*TASK DESCRIPTION:* Can you pick up the passage below about Jay Bakker and his family after Jim Bakker's downfall and continue it from its final sentence?

Unlike Jim Bakker, who has divorced, remarried and begun a new ministry in Charlotte, N.C., Jay Bakker typically dodges attention. During his father's fall from grace, reporters cast the first stones: Jim Bakker admitted to an extramarital tryst with church secretary Jessica Hahn only after The Charlotte Observer reported it in 1987; two years later he was convicted on 24 counts of fraud for bilking PTL supporters of $158 million.
The night after Jim Bakker was sentenced to federal prison (45 years, later reduced on appeals to 41/2), his choirboy 13-year-old son began drinking alcohol.
For nearly a year, Jay and older sister Tammy Sue, now married with two children and helping with her father's ministry, watched in horror as late-night talk shows and TV comics jabbed shticks at their wounds. "This family was literally destroyed ... and everyone was laughing," says Mr. Brokaw, a Los Angeles-based spokesman hired by Jim Bakker following Mr. Bakker's release from prison in 1994.

*STORED DATA:*
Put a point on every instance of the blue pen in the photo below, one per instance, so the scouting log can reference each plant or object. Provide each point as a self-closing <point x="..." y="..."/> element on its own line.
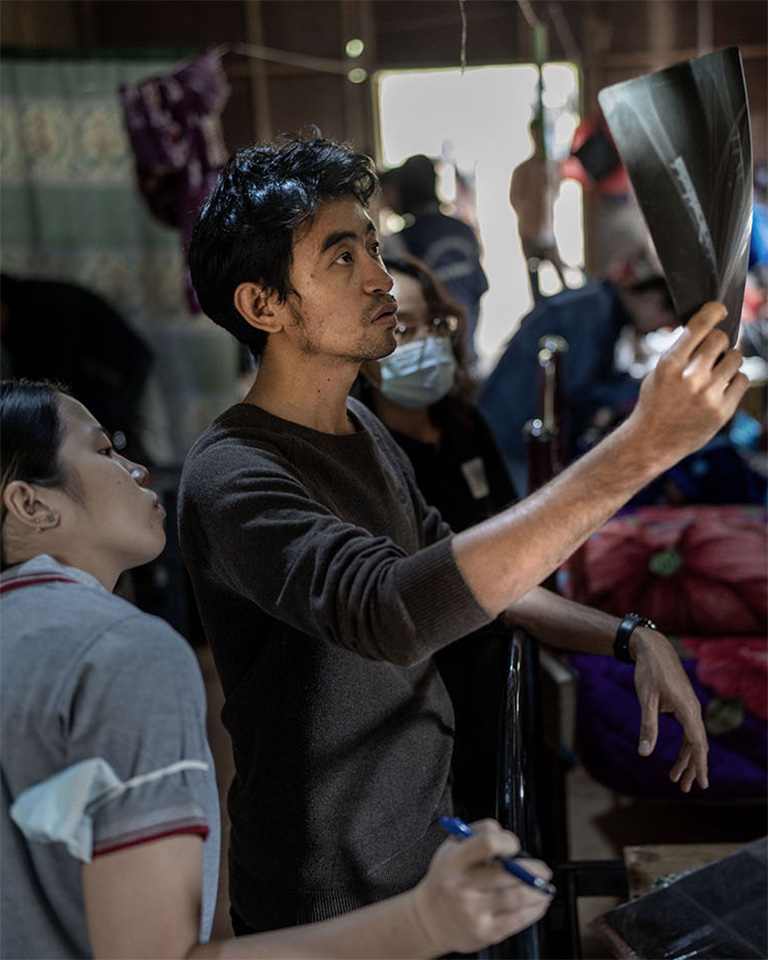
<point x="458" y="828"/>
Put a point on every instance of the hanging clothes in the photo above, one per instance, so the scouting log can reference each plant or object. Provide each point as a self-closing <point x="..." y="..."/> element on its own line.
<point x="173" y="125"/>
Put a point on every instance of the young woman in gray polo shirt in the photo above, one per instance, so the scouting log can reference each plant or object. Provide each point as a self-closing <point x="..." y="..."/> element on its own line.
<point x="109" y="806"/>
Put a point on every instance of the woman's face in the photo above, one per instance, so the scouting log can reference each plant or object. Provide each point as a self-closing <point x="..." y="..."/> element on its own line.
<point x="113" y="521"/>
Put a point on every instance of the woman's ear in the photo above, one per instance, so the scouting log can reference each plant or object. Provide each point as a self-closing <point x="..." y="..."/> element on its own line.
<point x="25" y="505"/>
<point x="257" y="307"/>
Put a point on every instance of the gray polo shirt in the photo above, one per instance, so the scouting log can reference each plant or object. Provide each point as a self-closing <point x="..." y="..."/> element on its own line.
<point x="87" y="675"/>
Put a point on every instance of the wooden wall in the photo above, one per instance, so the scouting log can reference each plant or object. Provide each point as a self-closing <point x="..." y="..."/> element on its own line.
<point x="613" y="39"/>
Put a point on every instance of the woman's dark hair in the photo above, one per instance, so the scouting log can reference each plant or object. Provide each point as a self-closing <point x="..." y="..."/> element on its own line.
<point x="245" y="230"/>
<point x="441" y="304"/>
<point x="30" y="436"/>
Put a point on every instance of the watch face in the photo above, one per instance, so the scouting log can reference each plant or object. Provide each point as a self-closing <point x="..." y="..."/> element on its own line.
<point x="684" y="136"/>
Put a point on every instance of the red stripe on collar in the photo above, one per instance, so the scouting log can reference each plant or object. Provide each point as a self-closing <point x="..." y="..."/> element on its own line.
<point x="33" y="579"/>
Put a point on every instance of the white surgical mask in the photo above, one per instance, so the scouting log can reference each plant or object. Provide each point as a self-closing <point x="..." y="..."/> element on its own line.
<point x="419" y="373"/>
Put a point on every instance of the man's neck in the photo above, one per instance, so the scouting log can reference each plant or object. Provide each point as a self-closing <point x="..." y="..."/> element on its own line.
<point x="414" y="423"/>
<point x="310" y="390"/>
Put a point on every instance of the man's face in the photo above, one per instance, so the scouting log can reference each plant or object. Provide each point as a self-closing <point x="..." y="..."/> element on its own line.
<point x="342" y="307"/>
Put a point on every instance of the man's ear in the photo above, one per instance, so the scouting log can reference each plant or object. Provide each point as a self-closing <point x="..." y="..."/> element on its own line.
<point x="257" y="307"/>
<point x="24" y="503"/>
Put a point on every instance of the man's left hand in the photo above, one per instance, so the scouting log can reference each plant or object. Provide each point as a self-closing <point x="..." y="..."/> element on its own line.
<point x="663" y="687"/>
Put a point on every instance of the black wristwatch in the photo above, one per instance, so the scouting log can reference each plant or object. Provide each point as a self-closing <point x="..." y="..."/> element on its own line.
<point x="627" y="625"/>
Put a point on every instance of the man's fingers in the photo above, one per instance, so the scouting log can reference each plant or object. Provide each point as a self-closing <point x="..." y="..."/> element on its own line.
<point x="697" y="328"/>
<point x="716" y="344"/>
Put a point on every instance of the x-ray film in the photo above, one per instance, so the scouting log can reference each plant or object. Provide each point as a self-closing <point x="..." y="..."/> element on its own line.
<point x="683" y="134"/>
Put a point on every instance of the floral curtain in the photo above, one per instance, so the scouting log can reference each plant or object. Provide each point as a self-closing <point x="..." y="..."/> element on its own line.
<point x="71" y="210"/>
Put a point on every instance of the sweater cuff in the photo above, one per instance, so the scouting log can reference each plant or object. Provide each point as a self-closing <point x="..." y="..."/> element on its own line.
<point x="437" y="599"/>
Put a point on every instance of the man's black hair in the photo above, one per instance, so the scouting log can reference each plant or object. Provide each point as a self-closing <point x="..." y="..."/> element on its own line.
<point x="245" y="230"/>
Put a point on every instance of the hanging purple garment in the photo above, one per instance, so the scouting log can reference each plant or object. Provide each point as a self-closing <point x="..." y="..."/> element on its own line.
<point x="173" y="125"/>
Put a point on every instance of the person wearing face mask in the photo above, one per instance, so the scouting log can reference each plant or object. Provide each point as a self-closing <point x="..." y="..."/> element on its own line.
<point x="108" y="805"/>
<point x="423" y="392"/>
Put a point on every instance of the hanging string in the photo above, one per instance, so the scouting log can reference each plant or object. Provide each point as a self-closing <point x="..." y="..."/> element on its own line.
<point x="302" y="60"/>
<point x="527" y="10"/>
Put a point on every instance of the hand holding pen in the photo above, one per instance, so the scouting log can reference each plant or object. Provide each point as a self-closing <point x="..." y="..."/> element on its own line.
<point x="466" y="902"/>
<point x="457" y="828"/>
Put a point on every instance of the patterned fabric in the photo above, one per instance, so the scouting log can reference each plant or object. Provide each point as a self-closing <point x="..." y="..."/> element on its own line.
<point x="71" y="207"/>
<point x="173" y="124"/>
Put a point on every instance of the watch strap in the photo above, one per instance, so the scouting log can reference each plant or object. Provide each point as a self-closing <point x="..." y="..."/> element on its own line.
<point x="624" y="632"/>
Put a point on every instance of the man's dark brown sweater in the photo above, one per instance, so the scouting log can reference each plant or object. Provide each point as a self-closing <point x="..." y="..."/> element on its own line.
<point x="324" y="584"/>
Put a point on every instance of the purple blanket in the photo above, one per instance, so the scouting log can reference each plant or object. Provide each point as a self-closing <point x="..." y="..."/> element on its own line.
<point x="608" y="724"/>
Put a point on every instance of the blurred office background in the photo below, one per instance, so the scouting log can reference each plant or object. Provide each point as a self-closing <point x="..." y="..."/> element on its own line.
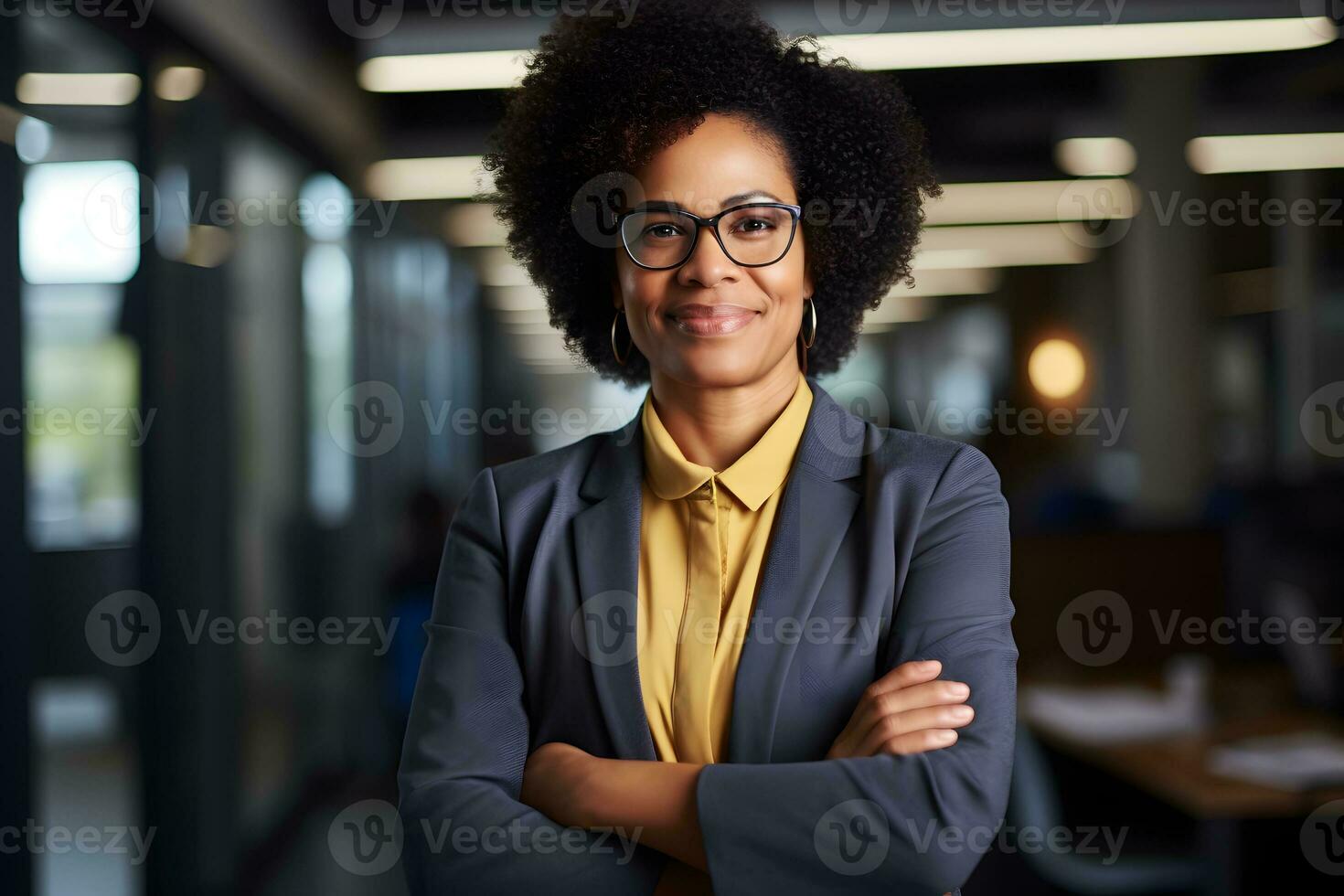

*FINAL ANSWER:*
The first time Jay spent an entire day alone with his dad was only after his father was incarcerated, recalls Jim Bakker in his 1996 tell-all I Was Wrong . By then Jay was 15 and drinking excessively, taking LSD, smoking marijuana and running with skateboarders and punk rockers.
Even after graduating from a Bible school in Arizona and starting the Phoenix branch of Revolution in 1994 with classmate Mike Wall, Jay was drinking heavily. He moved to Atlanta in 1996 where he met his wife, Amanda Moses, and moved in with a childhood friend, the Rev. Donnie Earl Paulk, who has an outreach ministry similar to his.
Mr. Paulk, 26, also the son of a preacher, would sit with Mr. Bakker in nightclubs while Mr. Bakker got drunk. He'd listen but never criticize. Today, Mr. Bakker credits Mr. Paulk with having the greatest influence on his spiritual development.
"He taught me that God's love is unconditional," recalls Mr. Bakker, who felt so guilty about his drinking that he once believed God hated him. "If sins could keep us out of heaven, no one would go to heaven. What God wants from us is a relationship."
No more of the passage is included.